Exercise objective: Copy nothing but the lines below running from the line containing "Need: tag one point per instance of the counter" through the line containing "Need: tag one point per instance of the green", both end lines included.

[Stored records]
........

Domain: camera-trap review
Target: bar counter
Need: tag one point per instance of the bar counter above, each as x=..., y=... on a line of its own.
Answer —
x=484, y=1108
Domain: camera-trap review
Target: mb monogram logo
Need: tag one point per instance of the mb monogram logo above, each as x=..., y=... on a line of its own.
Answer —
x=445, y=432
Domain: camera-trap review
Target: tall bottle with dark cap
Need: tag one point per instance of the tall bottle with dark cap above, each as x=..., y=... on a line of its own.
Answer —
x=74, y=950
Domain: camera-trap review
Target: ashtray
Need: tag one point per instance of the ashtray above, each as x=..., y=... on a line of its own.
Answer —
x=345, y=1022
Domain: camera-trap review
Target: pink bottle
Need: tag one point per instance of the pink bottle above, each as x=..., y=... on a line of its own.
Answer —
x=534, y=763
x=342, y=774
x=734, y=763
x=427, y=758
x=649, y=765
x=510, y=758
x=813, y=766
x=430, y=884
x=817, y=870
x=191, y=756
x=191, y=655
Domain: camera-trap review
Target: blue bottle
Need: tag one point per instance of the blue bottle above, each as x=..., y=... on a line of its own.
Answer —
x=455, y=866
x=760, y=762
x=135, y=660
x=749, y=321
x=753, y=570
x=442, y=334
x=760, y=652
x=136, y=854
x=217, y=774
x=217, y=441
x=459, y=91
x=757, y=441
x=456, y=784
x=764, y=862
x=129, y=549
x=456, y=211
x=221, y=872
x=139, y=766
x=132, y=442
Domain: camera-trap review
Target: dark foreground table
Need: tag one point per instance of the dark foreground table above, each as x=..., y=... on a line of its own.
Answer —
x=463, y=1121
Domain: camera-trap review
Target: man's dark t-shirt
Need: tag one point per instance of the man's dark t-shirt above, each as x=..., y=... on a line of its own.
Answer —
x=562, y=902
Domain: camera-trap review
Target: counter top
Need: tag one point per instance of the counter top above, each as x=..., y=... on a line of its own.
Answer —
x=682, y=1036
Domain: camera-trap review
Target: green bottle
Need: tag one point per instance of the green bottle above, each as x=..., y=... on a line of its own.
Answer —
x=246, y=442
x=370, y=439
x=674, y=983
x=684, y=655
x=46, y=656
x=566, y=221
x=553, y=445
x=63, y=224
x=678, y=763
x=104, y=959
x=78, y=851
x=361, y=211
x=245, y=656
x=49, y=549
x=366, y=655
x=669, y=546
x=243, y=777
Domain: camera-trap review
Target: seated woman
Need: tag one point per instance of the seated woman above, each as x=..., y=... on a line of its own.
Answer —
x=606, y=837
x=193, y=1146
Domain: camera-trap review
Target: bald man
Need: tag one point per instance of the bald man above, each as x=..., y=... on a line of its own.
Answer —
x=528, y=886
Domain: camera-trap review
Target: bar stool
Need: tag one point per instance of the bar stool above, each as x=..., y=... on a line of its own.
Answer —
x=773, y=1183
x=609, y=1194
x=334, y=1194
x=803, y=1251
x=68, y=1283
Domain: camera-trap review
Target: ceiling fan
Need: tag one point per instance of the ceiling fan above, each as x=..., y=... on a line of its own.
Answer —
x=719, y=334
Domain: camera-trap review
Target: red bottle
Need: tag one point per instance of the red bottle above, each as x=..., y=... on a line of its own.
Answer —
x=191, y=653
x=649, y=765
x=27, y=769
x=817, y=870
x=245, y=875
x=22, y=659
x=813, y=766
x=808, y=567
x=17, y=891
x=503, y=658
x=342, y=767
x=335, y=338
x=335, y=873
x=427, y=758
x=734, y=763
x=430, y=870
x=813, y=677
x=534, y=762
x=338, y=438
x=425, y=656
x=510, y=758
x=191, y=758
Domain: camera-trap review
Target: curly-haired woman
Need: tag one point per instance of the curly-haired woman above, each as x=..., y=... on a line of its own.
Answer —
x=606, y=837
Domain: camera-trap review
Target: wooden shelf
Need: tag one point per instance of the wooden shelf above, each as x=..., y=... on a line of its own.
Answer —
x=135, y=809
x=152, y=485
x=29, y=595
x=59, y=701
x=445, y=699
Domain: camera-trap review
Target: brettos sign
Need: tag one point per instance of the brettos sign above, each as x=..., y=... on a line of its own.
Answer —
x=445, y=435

........

Final answer:
Need: tag one point per instance of the counter top above, each as x=..., y=... on a line of its own.
Answer —
x=682, y=1036
Domain: camera-trap review
Target: green bottle
Need: tag one point per instance of the green bottle above, each as x=..., y=... on a line of its own.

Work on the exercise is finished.